_Excerpt to read_:
_ _ _ _ _ _ _

John Berlau

By definition, if a bill is sponsored by Sens. Mark Udall, D-Colo., and Rand Paul, R-Ky., or any similarly odd ideological couples in the House, it more than meets the definition of bipartisan. For that, it should get a big kumbaya from the Beltway cognoscenti.

Yet the Udall-Paul bill, S. 968, should be cheered not just because of its bipartisanship, but because it actually spreads freedom. Those concerned with government eroding options for entrepreneurs should cheer this legislation, which lifts regulatory barriers to an untapped source of capital for startups: America’s credit unions.

Small business and startups pursue many diverse sources of funding. As traditional sources have dried up, many credit unions have stepped up to fill the void. As Rohit Arora, CEO of the Biz2Credit small business loan arranging service,  recently explained at FoxBusiness.com, “Following the mortgage bust, many big banks essentially turned off the spigot to small business lending. Credit unions decided to take advantage of this hole in the marketplace by increasing their small business loan-making.”

_ _ _ _ _ _ _

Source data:
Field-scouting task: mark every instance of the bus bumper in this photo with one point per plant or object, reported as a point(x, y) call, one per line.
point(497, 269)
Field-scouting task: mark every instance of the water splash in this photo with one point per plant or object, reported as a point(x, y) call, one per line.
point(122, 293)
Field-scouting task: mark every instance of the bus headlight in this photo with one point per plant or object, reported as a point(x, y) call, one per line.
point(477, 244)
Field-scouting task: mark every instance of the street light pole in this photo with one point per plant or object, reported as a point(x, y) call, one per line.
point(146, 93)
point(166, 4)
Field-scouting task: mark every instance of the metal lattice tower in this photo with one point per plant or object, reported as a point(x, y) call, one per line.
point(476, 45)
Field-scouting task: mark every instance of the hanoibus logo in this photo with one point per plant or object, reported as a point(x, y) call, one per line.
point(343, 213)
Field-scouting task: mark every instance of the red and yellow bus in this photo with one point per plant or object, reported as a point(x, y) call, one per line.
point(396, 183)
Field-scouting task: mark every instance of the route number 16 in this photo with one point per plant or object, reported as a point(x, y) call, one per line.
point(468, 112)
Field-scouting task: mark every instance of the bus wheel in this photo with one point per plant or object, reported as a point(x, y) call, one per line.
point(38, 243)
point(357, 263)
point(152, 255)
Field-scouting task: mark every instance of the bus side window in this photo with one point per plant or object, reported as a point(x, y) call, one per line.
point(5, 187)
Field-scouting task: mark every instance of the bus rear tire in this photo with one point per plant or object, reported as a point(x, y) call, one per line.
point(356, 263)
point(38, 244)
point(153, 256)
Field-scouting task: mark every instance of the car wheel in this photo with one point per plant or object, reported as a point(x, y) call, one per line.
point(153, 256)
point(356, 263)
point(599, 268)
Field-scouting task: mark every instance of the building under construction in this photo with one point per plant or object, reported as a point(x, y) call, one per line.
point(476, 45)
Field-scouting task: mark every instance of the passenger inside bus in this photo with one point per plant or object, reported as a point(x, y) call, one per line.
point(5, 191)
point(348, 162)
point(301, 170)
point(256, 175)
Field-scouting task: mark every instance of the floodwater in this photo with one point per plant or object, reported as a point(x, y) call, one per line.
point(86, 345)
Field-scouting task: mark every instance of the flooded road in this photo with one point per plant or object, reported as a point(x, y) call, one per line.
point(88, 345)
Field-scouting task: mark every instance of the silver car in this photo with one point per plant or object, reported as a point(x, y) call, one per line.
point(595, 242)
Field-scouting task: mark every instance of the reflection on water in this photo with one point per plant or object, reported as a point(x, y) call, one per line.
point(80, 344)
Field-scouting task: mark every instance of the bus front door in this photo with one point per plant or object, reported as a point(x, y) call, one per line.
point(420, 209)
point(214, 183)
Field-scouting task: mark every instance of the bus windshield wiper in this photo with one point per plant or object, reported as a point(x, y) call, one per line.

_ _ _ _ _ _ _

_Set problem 1_:
Using the passage on the Udall-Paul bill, decide whether each statement agrees with it: (a) the bill carries the number S. 968; (b) Rand Paul represents Colorado; (c) according to the quoted remark, big banks expanded small business lending after the mortgage bust. For each one, give yes or no and quote the words of the passage that settle it.
_Set problem 2_:
Continue the passage on the Udall-Paul bill, picking up after its final sentence.

_Task output 1_:
(a) Yes: "the Udall-Paul bill, S. 968"
(b) No: "Rand Paul, R-Ky."
(c) No: "many big banks essentially turned off the spigot to small business lending"

_Task output 2_:
But because of government barriers to credit union business lending, thousands of entrepreneurial ventures may be unnecessarily deprived of the seed capital credit unions could provide to them. As Arora says,  “Credit unions are handcuffed by a lending cap of 12.25 percent of their assets imposed  by the Credit Union Membership Access Act of 1998. Thus,  many of  those who became active in small business lending quickly hit their limit.”

And this regulatory barrier is exactly what Udall-Paul, and its House companion H.R. 688, sponsored by Rep. Ed Royce, R-Calif., would fix. The legislation would raise the cap for business lending to 27.5 percent of a credit union’s assets. The modest hike in the lending cap would pay big dividends for entrepreneurs and the economy. The Credit Union National Association estimates this increase in the cap would create 138,000 jobs in the first year, a figure Pepperdine University economist David M. Smith calls “conservative and well within the bounds of a reasonable projection.”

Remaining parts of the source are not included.